> Check your understanding
- A) In the recall vs. memory demo, list every name imported from the ivfpq module.
- B) Pick up the recall vs. memory demo right after its last line and keep writing.

> Page excerpt

A worked demo: recall vs. memory

This demo puts all four index types side by side on the same data and measures the three quantities that matter: recall (accuracy), memory, and work (fraction of data scanned). The full script is code/demo.py.

The setup

10,000 vectors in 64 dimensions, drawn from 40 clusters (so the data has real structure, like embeddings do). 100 queries. We compute exact answers with flat_knn as ground truth, then score each method's recall against them.

import numpy as np
from ivfpq import flat_knn, IVF, PQ, IVFPQ
# ... build clustered data, pick 100 queries, compute exact top-10 ...

The result

Running python demo.py (takes ~40s — pure-Python k-means training) prints:

dataset: 10000 vectors x 64 dims; 100 queries; k=10

IVF  (partition into 128 cells, scan a few):
   nprobe= 1: recall@10=0.657   ~78 vectors scanned (0.8% of data)

> Dataset
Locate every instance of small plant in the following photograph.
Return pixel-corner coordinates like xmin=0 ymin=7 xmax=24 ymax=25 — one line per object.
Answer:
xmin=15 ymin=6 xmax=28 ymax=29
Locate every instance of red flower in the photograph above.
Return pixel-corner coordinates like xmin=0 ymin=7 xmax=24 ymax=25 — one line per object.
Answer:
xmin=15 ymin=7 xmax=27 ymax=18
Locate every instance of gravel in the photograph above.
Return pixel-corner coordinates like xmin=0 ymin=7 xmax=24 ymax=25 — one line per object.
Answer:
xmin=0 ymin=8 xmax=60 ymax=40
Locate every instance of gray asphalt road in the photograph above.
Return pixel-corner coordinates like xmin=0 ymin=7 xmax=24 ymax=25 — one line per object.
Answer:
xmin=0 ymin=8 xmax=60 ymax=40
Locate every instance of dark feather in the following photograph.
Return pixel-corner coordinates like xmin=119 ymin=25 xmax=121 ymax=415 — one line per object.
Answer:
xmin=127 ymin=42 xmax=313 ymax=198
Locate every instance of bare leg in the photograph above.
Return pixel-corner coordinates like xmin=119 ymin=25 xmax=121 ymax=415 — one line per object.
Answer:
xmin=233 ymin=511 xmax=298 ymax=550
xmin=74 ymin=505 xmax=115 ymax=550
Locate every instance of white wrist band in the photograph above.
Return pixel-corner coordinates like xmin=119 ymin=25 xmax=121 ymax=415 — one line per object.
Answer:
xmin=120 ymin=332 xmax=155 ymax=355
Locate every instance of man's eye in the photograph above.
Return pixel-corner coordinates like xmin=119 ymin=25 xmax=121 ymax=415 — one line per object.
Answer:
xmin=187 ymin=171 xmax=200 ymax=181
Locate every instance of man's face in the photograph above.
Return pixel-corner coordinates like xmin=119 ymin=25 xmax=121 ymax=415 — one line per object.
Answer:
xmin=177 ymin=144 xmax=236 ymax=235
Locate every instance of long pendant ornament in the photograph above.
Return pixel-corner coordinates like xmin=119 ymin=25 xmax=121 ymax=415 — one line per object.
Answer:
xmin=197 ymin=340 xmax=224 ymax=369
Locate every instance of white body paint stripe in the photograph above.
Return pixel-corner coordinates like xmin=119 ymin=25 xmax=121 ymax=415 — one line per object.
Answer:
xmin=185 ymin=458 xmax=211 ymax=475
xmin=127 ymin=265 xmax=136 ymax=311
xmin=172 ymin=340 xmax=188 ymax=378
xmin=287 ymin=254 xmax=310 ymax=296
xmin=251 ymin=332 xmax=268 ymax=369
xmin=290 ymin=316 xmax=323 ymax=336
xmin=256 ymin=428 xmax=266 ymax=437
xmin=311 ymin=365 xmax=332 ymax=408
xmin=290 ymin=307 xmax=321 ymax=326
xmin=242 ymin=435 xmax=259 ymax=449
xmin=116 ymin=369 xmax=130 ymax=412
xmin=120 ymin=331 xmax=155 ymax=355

> Replies
- A) flat_knn, IVF, PQ, IVFPQ

- B)
   nprobe= 4: recall@10=0.994   ~312 vectors scanned (3.1% of data)
   nprobe= 8: recall@10=1.000   ~625 vectors scanned (6.2% of data)
   nprobe=16: recall@10=1.000   ~1250 vectors scanned (12.5% of data)

PQ  (compress each vector to m bytes):
   m= 8 (8B/vec, 64x smaller): recall@10 raw=0.292  +rerank(top100)=0.843
   m=16 (16B/vec, 32x smaller): recall@10 raw=0.386  +rerank(top100)=0.938

IVFPQ  (IVF + PQ on residuals — partitioned and compressed):
   nprobe= 8: recall@10 raw=0.741  +rerank(top100)=1.000
   nprobe=16: recall@10 raw=0.741  +rerank(top100)=1.000

flat (exact) memory: 5.1 MB for 10000 vectors
IVF keeps full vectors (no compression); PQ/IVFPQ shrink them 16-32x.

How to read it

IVF — near-exact, a fraction of the work. Scanning just 6% of the data (nprobe=8) gives perfect recall. IVF's only error is a true neighbor sitting in an un-probed cell; raising nprobe fixes it. IVF saves time but keeps full vectors (no memory savings).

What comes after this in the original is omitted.